(Bounding box annotation entries)
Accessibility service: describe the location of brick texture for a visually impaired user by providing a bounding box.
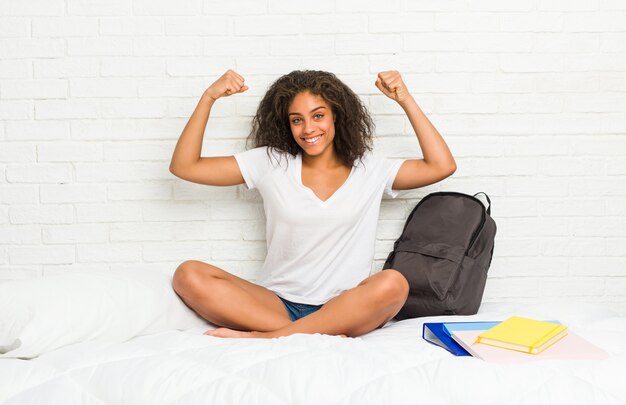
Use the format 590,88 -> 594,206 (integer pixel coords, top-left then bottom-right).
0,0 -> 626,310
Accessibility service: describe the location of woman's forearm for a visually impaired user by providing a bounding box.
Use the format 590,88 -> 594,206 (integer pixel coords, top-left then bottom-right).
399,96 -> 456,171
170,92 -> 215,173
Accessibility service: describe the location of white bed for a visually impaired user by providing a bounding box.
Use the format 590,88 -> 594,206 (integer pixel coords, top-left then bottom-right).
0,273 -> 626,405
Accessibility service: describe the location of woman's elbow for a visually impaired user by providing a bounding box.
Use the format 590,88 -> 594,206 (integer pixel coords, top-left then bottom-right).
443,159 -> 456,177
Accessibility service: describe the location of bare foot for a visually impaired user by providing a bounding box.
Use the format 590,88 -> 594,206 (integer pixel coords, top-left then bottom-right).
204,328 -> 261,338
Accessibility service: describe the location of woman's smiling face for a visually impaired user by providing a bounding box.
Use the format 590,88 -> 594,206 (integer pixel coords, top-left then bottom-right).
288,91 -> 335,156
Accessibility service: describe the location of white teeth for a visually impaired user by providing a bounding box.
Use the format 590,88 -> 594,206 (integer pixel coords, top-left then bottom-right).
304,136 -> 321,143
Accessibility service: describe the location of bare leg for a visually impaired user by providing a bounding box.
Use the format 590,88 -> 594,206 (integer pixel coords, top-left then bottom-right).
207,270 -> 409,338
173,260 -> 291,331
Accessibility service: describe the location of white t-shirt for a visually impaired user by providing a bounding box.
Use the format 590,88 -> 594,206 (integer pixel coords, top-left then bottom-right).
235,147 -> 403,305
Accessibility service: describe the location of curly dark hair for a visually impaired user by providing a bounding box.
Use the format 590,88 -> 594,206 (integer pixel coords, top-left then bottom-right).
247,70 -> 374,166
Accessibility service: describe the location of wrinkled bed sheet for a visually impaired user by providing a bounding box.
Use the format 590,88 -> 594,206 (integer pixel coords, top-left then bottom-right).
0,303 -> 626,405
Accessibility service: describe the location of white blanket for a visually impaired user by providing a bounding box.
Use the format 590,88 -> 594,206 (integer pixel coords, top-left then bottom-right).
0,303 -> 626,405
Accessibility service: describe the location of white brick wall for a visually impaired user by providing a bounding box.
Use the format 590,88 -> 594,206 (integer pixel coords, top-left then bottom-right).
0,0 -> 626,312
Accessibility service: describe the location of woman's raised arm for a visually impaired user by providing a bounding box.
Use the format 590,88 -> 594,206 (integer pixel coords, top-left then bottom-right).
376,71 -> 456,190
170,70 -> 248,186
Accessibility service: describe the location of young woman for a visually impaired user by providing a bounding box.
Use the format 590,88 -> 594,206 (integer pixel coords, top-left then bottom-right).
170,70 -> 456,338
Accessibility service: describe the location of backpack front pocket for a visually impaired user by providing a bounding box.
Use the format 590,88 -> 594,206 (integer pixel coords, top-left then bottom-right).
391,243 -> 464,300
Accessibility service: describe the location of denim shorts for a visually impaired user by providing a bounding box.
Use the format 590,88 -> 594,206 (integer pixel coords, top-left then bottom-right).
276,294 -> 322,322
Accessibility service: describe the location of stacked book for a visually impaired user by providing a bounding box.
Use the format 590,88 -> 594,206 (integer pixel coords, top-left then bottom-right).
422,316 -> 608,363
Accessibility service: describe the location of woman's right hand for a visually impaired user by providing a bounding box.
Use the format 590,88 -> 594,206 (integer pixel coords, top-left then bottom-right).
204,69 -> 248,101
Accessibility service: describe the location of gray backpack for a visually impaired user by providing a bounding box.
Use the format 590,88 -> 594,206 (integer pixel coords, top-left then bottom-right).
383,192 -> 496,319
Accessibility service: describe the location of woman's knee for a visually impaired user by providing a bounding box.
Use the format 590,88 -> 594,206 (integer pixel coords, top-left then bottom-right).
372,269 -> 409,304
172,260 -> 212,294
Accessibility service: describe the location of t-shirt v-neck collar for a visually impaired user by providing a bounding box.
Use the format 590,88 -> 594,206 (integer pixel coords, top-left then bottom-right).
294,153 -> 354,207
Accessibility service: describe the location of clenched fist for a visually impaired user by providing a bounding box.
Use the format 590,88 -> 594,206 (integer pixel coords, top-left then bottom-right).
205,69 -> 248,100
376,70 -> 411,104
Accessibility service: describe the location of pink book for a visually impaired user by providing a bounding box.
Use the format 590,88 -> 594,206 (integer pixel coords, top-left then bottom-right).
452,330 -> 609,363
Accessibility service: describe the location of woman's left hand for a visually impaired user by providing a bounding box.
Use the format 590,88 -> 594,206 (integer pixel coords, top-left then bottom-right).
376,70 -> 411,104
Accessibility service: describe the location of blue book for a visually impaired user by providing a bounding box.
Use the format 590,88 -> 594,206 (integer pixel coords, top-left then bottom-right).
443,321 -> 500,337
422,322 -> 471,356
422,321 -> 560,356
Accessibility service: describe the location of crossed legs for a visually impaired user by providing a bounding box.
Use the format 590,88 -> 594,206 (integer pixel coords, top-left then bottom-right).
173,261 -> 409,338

...

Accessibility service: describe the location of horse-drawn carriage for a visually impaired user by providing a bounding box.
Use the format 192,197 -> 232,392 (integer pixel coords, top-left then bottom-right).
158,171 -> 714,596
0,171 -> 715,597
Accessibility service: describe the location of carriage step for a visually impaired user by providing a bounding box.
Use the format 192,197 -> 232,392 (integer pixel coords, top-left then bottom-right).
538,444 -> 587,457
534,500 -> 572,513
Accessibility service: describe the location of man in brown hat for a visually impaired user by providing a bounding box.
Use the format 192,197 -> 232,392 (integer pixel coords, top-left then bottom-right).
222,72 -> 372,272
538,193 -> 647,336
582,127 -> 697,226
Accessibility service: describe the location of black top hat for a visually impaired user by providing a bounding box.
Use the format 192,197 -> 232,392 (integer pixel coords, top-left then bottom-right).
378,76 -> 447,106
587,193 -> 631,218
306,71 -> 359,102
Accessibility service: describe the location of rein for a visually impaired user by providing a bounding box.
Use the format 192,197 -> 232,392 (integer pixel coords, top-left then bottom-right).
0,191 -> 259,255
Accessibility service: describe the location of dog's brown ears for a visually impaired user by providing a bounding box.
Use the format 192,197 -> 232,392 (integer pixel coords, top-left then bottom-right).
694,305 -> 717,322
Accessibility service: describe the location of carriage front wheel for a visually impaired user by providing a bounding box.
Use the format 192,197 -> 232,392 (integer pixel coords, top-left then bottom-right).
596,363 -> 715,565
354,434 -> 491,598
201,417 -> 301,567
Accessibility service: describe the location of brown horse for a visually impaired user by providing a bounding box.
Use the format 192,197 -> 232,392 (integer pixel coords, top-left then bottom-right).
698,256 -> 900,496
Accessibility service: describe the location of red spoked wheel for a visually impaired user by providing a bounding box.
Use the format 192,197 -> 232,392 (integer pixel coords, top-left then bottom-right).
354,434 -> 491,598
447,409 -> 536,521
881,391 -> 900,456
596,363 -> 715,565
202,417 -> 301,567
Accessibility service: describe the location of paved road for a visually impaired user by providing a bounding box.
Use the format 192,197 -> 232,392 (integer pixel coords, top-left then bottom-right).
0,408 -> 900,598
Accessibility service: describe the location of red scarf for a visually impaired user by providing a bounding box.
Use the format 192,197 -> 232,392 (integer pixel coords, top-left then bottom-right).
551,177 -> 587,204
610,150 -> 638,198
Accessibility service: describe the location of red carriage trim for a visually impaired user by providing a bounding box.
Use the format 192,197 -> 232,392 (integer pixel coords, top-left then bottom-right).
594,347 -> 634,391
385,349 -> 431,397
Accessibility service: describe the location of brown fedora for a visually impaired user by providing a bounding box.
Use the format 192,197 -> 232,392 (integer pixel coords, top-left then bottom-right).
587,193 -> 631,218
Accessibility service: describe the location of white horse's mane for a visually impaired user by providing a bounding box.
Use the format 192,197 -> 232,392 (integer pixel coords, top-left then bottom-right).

**EXERCISE OBJECTIVE**
Format the rows between the lines holding "Accessibility service: describe the location of pink" and "173,261 -> 409,338", inclusive, as a two-column CSV with the headers text and answer. Give one CSV line per row, put each field in quotes, and replace line breaks with spaces.

**FINAL ANSWER**
text,answer
"Accessibility service: describe the location of pink book for a visually impaired user by providing a bounding box. Use the format 590,88 -> 594,206 (integer pixel coords, top-left then bottom-right).","452,330 -> 609,363"
"Accessibility service: describe the location of woman's left hand for a visually impaired user by providing a bounding box. Use the format 590,88 -> 594,206 (integer pixel coords, top-left then bottom-right).","376,70 -> 411,104"
"Accessibility service: describe the location of blue book for a visually impaired user by providing a bounding box. Use the format 590,88 -> 594,206 (integer pixel coords, top-left then bottom-right).","443,321 -> 500,337 422,322 -> 471,356 422,321 -> 560,356"
"Accessibility service: describe the location of crossed legs for a visually impaired user by providing a bounding box. Use the format 590,88 -> 594,206 (integer pixel coords, top-left then bottom-right).","173,261 -> 409,338"